▶ _Problem to solve_
Give back an exact copy of the lines below, from the first through the line with "Label: illuminated street lamp"; please stop there.

----- Dataset records -----

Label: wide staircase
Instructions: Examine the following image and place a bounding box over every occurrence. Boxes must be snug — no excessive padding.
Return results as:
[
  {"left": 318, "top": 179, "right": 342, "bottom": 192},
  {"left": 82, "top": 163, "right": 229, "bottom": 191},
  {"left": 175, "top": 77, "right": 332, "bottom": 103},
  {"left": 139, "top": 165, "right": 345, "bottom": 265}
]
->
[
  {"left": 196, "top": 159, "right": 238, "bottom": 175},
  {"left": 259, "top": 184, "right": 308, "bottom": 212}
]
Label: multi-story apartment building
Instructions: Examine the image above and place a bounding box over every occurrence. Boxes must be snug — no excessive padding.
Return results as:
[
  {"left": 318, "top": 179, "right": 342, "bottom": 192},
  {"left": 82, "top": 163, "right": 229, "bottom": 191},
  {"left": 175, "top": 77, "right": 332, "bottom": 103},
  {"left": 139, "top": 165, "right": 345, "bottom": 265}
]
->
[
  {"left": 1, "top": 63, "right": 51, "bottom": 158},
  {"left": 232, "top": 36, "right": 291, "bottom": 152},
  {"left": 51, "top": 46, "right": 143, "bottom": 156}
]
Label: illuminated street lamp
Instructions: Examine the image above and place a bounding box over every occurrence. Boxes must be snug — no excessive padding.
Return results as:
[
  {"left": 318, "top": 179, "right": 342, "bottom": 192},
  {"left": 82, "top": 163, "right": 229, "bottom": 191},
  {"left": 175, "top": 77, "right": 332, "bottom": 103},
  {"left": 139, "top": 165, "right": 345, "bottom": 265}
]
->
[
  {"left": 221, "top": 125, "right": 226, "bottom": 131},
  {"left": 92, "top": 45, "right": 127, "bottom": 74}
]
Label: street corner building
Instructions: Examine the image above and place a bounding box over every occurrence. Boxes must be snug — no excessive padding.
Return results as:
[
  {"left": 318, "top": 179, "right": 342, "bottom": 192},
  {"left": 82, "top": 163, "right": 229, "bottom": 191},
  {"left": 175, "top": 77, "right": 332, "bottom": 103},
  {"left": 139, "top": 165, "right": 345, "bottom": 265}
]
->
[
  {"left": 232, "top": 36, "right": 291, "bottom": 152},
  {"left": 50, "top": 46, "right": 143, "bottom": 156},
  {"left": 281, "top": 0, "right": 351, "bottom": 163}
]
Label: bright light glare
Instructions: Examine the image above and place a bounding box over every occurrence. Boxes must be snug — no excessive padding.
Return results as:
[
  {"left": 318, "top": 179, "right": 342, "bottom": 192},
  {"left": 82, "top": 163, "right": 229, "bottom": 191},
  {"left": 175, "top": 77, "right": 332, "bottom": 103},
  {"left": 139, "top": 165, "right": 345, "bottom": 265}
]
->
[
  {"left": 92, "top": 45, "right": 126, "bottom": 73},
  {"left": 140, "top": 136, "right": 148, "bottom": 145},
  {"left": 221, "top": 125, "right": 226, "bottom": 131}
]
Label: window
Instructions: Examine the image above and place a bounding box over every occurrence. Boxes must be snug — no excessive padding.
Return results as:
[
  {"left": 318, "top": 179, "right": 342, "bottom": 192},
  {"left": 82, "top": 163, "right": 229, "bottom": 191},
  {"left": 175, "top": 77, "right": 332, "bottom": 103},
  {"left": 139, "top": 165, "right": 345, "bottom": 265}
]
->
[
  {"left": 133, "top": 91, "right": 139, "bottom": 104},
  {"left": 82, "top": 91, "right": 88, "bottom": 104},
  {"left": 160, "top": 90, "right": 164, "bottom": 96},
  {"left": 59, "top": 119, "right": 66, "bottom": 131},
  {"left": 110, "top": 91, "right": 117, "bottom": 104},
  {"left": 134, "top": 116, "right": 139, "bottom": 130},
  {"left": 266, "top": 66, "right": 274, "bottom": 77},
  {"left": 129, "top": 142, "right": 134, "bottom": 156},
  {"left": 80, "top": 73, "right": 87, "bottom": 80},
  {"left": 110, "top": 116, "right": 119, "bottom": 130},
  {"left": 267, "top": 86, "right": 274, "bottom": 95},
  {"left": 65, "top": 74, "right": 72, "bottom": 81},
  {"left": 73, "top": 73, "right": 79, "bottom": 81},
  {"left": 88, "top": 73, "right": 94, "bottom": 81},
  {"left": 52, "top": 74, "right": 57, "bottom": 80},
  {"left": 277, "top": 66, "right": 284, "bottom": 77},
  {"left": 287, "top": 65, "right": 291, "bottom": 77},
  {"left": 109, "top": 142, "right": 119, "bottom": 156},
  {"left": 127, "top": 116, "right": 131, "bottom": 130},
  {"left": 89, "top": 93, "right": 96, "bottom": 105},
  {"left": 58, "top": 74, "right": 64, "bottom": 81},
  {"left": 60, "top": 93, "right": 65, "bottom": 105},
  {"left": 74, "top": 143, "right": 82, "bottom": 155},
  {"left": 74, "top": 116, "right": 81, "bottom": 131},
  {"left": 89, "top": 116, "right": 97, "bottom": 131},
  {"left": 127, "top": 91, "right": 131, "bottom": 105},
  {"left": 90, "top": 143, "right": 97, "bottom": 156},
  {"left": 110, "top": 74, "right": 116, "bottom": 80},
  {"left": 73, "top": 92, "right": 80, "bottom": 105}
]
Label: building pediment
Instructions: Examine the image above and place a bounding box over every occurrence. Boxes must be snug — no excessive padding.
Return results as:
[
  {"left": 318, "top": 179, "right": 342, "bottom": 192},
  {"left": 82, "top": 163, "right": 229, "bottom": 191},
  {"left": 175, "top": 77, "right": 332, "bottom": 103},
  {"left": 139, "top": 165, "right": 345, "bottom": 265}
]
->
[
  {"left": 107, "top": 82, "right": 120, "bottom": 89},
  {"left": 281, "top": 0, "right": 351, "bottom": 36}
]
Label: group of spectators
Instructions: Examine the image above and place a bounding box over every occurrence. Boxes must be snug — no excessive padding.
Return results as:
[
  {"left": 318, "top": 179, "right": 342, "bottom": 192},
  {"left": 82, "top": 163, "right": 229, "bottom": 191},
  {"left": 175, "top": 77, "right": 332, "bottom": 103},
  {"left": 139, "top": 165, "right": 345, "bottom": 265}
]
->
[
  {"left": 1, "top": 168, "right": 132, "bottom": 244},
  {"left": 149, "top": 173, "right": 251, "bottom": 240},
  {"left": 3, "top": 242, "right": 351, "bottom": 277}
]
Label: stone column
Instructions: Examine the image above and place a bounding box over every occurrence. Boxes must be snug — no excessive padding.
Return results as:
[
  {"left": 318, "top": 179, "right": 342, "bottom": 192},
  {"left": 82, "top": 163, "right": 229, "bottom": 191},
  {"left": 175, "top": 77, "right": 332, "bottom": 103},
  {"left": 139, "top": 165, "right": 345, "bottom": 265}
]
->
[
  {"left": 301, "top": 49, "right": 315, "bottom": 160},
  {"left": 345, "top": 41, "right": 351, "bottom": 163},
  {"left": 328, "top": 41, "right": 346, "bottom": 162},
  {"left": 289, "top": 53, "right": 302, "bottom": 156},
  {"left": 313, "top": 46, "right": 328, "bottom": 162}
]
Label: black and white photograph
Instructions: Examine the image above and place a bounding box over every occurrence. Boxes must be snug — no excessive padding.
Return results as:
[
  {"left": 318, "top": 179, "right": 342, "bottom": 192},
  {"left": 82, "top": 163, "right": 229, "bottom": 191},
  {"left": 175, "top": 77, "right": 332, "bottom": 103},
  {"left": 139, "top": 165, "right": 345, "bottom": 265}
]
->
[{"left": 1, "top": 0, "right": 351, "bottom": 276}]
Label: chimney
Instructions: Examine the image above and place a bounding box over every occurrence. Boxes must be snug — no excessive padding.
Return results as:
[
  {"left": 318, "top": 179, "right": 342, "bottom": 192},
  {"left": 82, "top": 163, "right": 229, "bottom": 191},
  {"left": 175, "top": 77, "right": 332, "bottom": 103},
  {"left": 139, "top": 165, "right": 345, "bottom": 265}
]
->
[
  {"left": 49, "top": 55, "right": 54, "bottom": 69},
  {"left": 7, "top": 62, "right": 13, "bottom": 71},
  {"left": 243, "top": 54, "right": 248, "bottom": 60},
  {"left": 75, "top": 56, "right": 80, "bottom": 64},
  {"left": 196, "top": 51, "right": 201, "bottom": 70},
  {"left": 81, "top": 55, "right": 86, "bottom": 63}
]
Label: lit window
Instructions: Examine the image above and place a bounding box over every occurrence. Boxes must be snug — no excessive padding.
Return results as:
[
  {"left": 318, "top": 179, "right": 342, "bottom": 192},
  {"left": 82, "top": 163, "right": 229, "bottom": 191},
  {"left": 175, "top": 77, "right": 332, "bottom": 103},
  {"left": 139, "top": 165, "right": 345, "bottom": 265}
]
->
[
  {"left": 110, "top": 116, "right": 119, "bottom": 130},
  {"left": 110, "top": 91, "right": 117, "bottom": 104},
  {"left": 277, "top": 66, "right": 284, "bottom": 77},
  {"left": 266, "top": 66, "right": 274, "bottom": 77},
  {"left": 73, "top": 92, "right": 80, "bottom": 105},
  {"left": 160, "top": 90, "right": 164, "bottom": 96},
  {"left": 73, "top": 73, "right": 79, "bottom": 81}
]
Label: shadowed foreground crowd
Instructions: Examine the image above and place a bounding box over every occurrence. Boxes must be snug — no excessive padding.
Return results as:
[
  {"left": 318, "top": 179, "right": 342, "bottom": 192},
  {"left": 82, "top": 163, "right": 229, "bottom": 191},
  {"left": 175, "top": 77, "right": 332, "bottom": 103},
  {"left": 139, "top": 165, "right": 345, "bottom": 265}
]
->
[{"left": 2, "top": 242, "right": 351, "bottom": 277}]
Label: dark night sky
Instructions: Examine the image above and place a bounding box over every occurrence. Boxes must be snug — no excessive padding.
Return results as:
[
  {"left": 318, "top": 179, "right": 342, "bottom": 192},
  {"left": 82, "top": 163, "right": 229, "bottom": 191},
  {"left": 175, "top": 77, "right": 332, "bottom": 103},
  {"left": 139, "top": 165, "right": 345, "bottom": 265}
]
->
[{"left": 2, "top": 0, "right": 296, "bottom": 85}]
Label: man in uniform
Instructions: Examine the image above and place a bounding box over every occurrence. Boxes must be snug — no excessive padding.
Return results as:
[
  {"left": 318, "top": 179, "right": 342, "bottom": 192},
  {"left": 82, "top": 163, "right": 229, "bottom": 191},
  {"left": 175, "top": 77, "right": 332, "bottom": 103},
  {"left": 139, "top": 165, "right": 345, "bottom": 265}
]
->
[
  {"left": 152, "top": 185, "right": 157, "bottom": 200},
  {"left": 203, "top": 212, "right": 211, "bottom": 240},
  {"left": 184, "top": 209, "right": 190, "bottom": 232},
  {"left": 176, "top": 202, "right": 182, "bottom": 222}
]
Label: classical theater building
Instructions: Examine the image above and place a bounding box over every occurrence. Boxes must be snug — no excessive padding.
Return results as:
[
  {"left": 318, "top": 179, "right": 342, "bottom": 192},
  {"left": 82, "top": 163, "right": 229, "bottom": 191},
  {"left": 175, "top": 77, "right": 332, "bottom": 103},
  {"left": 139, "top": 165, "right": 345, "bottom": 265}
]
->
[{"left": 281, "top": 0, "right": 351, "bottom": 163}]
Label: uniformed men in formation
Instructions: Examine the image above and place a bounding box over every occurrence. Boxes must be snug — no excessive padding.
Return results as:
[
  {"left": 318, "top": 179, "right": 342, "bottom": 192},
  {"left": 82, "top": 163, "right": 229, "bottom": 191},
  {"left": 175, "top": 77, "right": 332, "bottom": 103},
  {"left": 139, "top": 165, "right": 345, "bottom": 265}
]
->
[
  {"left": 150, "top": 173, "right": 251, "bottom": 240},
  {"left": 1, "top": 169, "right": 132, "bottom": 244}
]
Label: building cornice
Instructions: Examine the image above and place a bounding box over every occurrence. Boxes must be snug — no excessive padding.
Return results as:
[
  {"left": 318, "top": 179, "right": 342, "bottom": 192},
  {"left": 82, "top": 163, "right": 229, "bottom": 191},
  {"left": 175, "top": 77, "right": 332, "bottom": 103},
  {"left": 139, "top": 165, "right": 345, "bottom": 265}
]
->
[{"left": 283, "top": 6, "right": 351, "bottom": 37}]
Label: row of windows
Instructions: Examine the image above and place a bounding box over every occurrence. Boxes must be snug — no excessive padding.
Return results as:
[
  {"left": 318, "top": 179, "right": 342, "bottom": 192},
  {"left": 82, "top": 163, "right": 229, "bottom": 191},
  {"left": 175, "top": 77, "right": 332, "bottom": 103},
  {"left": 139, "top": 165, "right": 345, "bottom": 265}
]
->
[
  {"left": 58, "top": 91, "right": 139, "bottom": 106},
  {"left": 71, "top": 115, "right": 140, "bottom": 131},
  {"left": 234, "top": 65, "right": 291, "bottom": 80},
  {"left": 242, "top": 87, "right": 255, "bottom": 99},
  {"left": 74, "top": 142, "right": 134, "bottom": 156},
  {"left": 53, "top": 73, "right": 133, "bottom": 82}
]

-----

▶ _Written answer_
Label: wide staircase
Instructions: Examine the following image and place a bounding box over every occurrence. Boxes must be snug — no excessive padding.
Return results as:
[
  {"left": 318, "top": 179, "right": 342, "bottom": 192},
  {"left": 82, "top": 163, "right": 229, "bottom": 191},
  {"left": 175, "top": 77, "right": 332, "bottom": 103},
  {"left": 139, "top": 165, "right": 345, "bottom": 265}
]
->
[
  {"left": 196, "top": 159, "right": 238, "bottom": 175},
  {"left": 259, "top": 184, "right": 308, "bottom": 212}
]
Label: multi-story apartment building
Instructions: Examine the image above and place a bounding box over every occurrence. Boxes must be snug — no excessive padding.
Return results as:
[
  {"left": 318, "top": 179, "right": 342, "bottom": 192},
  {"left": 82, "top": 163, "right": 229, "bottom": 191},
  {"left": 175, "top": 77, "right": 332, "bottom": 103},
  {"left": 139, "top": 165, "right": 345, "bottom": 265}
]
->
[
  {"left": 1, "top": 63, "right": 51, "bottom": 158},
  {"left": 232, "top": 36, "right": 291, "bottom": 152},
  {"left": 51, "top": 46, "right": 143, "bottom": 156}
]
Label: illuminated street lamp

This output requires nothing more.